=== WHAT THIS TASK INVOLVES ===
Below is a listing. Quote from it, exactly, the lines from the one containing "</instance>" down to the one containing "positive clicks: (249, 107)", both ends included, and nothing else.

+ + + + + + +

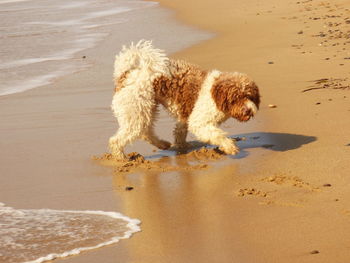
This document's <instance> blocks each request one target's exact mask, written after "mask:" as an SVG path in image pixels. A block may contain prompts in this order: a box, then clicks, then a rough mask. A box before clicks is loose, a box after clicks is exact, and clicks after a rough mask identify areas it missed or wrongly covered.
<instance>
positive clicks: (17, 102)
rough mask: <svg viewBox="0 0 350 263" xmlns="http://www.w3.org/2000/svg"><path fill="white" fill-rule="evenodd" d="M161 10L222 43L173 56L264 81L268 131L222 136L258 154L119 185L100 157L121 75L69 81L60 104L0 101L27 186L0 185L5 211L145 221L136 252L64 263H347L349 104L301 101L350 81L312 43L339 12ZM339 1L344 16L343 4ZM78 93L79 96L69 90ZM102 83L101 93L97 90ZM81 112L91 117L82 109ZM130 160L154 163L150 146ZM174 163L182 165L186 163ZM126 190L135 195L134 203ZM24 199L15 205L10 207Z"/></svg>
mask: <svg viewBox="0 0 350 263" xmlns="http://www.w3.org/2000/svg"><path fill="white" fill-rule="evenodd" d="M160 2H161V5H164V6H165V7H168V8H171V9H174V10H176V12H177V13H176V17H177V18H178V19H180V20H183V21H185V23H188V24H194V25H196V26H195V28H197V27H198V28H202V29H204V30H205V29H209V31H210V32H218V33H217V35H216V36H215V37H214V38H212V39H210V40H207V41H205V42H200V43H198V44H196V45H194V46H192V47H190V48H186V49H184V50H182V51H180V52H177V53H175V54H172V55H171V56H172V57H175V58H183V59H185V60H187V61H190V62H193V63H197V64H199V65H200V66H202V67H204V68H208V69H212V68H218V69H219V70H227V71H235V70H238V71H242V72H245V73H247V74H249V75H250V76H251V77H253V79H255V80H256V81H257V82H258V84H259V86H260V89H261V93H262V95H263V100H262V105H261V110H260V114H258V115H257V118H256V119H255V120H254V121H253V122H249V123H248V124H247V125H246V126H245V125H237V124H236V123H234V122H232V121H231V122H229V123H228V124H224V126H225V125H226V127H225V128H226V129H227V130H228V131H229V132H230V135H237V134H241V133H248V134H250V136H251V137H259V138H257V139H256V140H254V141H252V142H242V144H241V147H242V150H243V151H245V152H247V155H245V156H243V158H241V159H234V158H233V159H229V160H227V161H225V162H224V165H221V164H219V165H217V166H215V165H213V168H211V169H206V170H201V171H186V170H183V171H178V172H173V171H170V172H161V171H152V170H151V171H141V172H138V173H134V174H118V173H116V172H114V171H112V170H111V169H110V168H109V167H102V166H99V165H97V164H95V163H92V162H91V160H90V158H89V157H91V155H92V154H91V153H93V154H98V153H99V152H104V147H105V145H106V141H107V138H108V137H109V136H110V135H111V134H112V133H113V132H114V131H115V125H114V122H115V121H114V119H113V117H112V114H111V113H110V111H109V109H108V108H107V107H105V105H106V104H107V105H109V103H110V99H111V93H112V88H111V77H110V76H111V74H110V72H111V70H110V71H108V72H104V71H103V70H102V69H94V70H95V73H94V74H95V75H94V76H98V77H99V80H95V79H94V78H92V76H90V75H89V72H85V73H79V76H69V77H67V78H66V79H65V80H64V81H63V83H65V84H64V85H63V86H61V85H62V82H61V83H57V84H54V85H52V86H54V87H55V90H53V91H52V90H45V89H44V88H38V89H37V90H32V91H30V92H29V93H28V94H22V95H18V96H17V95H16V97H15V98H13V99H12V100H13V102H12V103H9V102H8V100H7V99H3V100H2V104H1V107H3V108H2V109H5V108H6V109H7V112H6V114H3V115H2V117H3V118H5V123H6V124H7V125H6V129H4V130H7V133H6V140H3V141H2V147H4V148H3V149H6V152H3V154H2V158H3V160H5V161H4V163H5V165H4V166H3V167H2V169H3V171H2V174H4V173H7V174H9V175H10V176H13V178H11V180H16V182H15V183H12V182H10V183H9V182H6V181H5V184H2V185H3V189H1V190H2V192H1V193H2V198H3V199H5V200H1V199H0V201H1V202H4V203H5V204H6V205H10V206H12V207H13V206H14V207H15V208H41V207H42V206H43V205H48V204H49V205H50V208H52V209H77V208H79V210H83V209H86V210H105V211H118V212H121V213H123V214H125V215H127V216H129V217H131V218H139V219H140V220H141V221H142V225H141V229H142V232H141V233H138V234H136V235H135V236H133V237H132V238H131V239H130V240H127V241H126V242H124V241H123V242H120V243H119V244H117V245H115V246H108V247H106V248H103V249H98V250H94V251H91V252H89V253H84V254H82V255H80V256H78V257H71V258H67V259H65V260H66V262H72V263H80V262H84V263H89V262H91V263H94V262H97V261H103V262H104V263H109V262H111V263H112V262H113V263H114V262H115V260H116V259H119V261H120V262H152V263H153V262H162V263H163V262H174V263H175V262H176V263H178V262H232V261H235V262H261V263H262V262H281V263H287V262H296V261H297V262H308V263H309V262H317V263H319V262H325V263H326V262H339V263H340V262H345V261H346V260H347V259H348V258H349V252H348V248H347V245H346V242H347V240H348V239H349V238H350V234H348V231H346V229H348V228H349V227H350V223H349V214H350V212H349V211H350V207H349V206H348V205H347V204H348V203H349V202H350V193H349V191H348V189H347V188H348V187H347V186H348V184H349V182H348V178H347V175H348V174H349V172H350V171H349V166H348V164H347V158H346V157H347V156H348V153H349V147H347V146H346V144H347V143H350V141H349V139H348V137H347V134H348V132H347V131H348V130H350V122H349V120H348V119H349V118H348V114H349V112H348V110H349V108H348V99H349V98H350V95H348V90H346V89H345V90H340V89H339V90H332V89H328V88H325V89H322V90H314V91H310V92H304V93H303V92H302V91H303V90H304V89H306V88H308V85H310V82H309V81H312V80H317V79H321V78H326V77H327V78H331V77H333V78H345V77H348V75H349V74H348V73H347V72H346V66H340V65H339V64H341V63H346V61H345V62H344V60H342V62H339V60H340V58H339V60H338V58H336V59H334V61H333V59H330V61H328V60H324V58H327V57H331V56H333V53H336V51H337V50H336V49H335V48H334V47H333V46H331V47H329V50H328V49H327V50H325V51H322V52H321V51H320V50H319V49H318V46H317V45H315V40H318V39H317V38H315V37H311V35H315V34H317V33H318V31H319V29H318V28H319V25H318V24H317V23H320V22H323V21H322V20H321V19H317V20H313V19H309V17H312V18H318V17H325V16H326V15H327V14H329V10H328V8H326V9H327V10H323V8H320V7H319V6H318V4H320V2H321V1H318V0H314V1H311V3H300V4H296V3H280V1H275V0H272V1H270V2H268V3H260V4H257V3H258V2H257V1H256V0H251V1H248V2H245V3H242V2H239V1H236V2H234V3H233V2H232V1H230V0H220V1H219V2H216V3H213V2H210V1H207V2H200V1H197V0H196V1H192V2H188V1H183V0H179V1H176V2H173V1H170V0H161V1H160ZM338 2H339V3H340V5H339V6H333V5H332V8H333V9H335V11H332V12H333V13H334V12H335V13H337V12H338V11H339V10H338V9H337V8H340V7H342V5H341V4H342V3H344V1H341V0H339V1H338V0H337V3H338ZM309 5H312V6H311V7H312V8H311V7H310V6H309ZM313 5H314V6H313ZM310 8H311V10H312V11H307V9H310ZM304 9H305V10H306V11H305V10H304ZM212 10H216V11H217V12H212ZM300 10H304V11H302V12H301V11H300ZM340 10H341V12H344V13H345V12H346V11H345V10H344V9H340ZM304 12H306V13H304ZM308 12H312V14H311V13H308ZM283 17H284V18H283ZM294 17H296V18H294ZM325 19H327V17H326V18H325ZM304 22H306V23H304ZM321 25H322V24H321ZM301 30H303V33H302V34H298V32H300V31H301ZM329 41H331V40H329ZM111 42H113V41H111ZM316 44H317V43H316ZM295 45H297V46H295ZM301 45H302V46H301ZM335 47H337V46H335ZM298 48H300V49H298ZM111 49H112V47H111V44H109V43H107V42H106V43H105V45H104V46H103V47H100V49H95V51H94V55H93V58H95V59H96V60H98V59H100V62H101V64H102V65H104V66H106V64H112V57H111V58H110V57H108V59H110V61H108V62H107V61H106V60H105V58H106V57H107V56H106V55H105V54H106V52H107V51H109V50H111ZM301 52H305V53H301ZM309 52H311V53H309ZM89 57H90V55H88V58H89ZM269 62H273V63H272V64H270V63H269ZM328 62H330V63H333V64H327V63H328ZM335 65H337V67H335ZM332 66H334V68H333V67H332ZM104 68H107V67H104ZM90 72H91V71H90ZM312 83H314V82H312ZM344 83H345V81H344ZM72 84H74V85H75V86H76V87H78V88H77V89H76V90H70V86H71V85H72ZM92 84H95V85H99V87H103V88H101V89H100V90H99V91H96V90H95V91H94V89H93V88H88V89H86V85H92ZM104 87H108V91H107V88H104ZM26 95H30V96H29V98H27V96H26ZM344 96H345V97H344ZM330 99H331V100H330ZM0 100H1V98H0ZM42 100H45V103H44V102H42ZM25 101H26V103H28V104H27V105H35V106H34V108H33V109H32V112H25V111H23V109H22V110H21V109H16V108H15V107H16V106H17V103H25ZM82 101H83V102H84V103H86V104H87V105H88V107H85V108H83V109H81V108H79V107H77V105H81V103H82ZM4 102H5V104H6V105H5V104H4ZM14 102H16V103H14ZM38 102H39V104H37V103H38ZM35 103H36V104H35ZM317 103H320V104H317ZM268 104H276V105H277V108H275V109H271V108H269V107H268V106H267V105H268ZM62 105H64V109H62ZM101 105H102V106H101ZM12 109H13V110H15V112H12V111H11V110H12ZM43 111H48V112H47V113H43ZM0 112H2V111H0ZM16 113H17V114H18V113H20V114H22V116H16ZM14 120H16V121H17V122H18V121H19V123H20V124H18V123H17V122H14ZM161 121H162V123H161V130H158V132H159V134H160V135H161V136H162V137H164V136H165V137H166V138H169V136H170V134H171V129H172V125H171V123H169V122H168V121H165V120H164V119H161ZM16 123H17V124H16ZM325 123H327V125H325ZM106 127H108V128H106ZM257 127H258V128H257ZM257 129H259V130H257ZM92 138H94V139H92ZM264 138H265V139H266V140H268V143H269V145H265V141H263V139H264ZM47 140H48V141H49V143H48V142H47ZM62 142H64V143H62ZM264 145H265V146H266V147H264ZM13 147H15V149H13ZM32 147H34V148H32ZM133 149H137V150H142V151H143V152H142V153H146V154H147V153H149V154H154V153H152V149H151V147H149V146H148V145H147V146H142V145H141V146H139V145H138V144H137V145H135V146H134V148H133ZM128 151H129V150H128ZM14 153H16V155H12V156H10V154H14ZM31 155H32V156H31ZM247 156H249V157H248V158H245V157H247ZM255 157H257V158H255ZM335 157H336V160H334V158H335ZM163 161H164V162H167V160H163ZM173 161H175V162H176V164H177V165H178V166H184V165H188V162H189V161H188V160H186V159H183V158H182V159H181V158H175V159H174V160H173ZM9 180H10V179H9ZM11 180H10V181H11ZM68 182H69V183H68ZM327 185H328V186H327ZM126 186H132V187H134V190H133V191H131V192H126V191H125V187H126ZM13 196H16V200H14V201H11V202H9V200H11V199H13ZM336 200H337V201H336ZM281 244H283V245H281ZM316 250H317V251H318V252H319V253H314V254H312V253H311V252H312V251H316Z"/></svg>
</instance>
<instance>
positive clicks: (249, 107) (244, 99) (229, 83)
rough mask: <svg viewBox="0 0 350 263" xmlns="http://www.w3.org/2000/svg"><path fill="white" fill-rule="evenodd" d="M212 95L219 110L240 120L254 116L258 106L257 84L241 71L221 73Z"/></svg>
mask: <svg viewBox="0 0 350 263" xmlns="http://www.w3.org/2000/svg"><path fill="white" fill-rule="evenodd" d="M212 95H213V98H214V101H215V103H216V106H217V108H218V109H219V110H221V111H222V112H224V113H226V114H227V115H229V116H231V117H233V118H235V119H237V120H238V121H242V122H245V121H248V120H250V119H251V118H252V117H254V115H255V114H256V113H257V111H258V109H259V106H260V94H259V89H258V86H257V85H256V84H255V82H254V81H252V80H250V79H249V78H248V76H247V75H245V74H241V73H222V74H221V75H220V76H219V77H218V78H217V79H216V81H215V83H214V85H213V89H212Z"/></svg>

+ + + + + + +

=== SOLUTION FOR THIS EXERCISE ===
</instance>
<instance>
positive clicks: (249, 107) (244, 99) (229, 83)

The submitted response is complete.